Given task A: In the Austin election column, what share of registered voters turned out for the December run-off?

Document segment:
──────────

Point Austin: Learning From the Election
Lessons from the latest round
The dust hasn't quite settled on Tuesday night's electoral events, so it's a little early to draw broad conclusions. We have achieved what we've long wished for – single-member district elections – and we're about to embark on the real, immediate test: what this particular brace of district representatives will bring to City Council and city government. For myself (long disdainful of term limits), I would have wished we could have carried over a bit more sure-handedness from the current incumbents, finding it curiously absurd that we have come to value experience in every walk of life except our political representation. (And I wish District 9's Kathie Tovo an armament of procedural patience.)
Indeed, judging by the thumping delivered by Steve Adler to Mike Martinez, an actual record of political accomplishment is, at least for the moment, a disadvantage in Austin elections – this was a "change" election, and you can't get "change" without defenestrating the current holders of political authority.
There are a few other working notions to try on for size. The most obvious one – single-member districts or not – given the opportunity to vote, most Austinites will not bother to accept the challenge. We managed to get 41% of registered voters to come out in the November-historic first round – higher, of course, than we've managed for many decades in municipal elections – but dwindled down to a measly 15.6% in the December run-off. That's still quite a bit more than recent May/June run-offs, but we shouldn't break our arms patting ourselves on the back. It's arguably a sign that most of us are relatively content with the status quo political arrangements – but the outcome of this particular adventure, at least in a couple of districts, suggests that we would rather settle for quite dubious candidates than take the trouble to get off our keisters and down to the polls.

──────────

Material for the task:

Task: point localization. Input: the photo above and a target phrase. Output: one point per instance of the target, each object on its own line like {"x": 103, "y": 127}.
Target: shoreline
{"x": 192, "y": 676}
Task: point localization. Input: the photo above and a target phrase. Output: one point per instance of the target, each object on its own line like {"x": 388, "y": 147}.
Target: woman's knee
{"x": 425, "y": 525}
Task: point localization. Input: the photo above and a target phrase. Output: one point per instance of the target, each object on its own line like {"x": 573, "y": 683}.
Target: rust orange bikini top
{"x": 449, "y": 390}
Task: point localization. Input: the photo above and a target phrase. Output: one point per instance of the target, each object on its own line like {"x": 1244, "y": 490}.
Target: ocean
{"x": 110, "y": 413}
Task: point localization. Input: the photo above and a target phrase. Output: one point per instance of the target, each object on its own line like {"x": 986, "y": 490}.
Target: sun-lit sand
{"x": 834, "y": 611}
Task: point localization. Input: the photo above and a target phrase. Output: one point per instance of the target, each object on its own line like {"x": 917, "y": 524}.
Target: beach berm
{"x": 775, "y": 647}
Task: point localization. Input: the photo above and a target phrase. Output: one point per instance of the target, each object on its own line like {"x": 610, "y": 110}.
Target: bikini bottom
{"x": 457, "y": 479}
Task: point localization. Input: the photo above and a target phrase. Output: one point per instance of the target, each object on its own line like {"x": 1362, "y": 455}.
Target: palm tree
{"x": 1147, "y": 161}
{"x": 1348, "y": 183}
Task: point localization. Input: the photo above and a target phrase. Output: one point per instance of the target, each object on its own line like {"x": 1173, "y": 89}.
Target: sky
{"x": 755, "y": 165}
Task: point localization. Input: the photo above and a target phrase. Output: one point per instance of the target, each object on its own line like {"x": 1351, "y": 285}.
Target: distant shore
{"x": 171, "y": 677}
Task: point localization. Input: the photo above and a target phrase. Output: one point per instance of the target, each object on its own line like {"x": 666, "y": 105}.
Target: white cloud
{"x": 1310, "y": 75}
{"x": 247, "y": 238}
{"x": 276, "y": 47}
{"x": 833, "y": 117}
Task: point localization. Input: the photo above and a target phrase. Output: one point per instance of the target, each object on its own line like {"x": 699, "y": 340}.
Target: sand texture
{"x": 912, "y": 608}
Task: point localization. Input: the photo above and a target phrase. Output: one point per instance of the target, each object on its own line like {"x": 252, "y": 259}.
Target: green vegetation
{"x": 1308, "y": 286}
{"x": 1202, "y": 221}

──────────

Given task B: Pull out each line of the entries that contains the string "bikini".

Answer A: 15.6% of registered voters

Answer B:
Target: rust orange bikini top
Target: bikini bottom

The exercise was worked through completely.